# start of Source text

The idea is to keep two indexes somewhere:

  • The function index
  • The module index

The function index stores the addresses and names of functions that are generated during the compilation process. Contains an index into the module index, pointing to the module this function is contained inside.

The module index stores the addresses and filenames of files that were compiled.

Omit the arguments field if not needed

The arguments array should only be inserted into functions which need it.
The usage of the arguments symbol can be detected at compile-time and would then set a flag in the AST node of the function.

The VM would then only need to create the arguments array for functions which have the variadic attribute.

Exception safety in the compiler

Allocated AST nodes have to be deallocated if an exception is thrown.
Currently we leak tons of memory because of this.

shared_ptr might be able to solve this issue.

Also solvable without shared_ptr using some template shenanigans to automatically register each allocated node in a vector the parser later cleans up on an error.

Embeddability

Should the VM be embeddable into other programs or should it only work as a standalone program?

AND assignment for bitwise operators

Implement the following AND assignment operators:

&=   // AND assignment
|=   // OR assignment
^=   // XOR assignment
<<=  // left-shift assignment
>>=  // right-shift assignment

Import statement

Description

import statements are used to include libraries and other charly source files.

Import

  • following the import keyword with an identifier will import that identifier
// source
import foo

// desugared
const foo = __import("foo", "/tmp/1234")

Import from expression

  • if the library name is anything other than an identifier it will be treated as an expression
    • this can be used to dynamically import files
  • the expression may be wrapped in parens
    • note: parens cannot be used to form a tuple-like syntax
// source
import "myfile.ch"
import (foo) as foolib
import getlibname() as lib

// desugared
__import("myfile.ch", "/tmp/1234") // no declarations generated
const foolib = __import(foo, "/tmp/1234")
const lib = __import(getlibname(), "/tmp/1234")

Renamed import

  • the as keyword can be used to assign the imported library to a different name
// source
import foo as myfoo
import "bar" as mybar

// desugared
const foo = __import("foo", "/tmp/1234")

# end of Source text
# start of Given entries

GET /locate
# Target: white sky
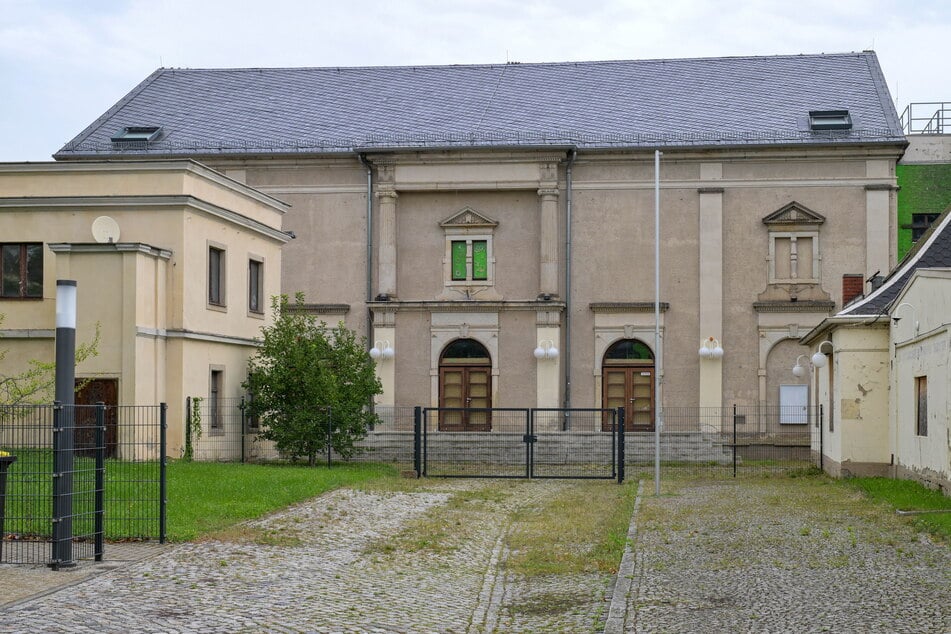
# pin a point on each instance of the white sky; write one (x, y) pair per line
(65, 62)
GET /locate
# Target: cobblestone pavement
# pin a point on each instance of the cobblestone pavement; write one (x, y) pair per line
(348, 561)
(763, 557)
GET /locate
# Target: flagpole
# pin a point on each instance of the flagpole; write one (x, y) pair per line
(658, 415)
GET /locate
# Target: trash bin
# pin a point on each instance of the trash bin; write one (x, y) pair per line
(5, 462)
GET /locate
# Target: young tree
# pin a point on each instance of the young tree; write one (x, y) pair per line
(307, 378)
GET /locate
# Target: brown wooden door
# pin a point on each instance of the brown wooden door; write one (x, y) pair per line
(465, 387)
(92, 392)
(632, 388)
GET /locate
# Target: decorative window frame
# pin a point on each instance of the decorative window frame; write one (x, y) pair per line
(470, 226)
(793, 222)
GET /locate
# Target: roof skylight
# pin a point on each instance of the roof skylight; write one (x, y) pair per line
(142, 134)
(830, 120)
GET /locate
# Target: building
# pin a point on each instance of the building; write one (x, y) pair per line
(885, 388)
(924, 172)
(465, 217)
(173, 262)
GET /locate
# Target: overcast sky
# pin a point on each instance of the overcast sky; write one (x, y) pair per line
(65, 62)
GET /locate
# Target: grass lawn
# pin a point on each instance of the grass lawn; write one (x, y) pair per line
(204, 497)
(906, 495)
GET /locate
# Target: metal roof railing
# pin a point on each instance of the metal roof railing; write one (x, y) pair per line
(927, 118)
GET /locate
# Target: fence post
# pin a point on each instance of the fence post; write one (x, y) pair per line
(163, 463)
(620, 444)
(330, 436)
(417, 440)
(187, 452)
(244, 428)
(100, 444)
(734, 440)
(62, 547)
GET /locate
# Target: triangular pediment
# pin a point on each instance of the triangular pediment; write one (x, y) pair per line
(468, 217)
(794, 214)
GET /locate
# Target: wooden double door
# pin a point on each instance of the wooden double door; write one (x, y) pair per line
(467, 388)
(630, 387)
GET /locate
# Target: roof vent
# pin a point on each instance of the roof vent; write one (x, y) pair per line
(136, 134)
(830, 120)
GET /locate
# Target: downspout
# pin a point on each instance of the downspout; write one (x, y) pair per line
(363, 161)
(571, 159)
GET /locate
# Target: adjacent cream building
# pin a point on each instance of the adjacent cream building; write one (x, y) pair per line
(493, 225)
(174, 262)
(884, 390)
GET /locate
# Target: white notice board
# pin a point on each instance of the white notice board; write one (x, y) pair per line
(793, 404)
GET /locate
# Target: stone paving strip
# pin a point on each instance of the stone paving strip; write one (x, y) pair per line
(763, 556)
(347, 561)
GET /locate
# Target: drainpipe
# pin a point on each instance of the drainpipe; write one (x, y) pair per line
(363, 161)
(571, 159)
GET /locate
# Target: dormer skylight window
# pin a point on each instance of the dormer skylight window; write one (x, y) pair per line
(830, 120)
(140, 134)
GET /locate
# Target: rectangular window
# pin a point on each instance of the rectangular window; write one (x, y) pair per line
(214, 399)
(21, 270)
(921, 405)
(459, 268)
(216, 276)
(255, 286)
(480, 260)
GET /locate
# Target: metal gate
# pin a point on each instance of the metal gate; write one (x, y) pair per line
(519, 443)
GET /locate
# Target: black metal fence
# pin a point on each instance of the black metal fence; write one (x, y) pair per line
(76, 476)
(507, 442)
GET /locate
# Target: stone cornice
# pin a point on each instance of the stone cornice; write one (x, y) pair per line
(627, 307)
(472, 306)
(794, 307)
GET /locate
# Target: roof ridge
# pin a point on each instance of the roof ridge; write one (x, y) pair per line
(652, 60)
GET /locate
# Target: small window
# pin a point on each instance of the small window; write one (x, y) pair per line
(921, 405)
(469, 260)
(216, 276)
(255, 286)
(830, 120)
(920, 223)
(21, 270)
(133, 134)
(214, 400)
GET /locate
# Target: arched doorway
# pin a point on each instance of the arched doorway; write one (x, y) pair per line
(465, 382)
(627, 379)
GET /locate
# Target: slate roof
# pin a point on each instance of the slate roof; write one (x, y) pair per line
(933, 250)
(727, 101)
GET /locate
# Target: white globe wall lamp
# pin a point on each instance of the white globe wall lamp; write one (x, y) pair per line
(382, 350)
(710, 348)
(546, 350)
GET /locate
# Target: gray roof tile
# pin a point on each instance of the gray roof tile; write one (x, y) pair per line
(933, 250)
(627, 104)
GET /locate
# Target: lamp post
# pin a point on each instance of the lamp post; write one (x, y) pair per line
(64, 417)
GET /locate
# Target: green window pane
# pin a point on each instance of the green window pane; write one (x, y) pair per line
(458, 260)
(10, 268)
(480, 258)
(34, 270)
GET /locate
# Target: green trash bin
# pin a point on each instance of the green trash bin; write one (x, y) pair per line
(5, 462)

# end of Given entries

» **Your task**
Quote the design notes word for word, starting with "The VM would" and going on through "exception is thrown.".

» **Answer for this exercise**
The VM would then only need to create the arguments array for functions which have the variadic attribute.

Exception safety in the compiler

Allocated AST nodes have to be deallocated if an exception is thrown.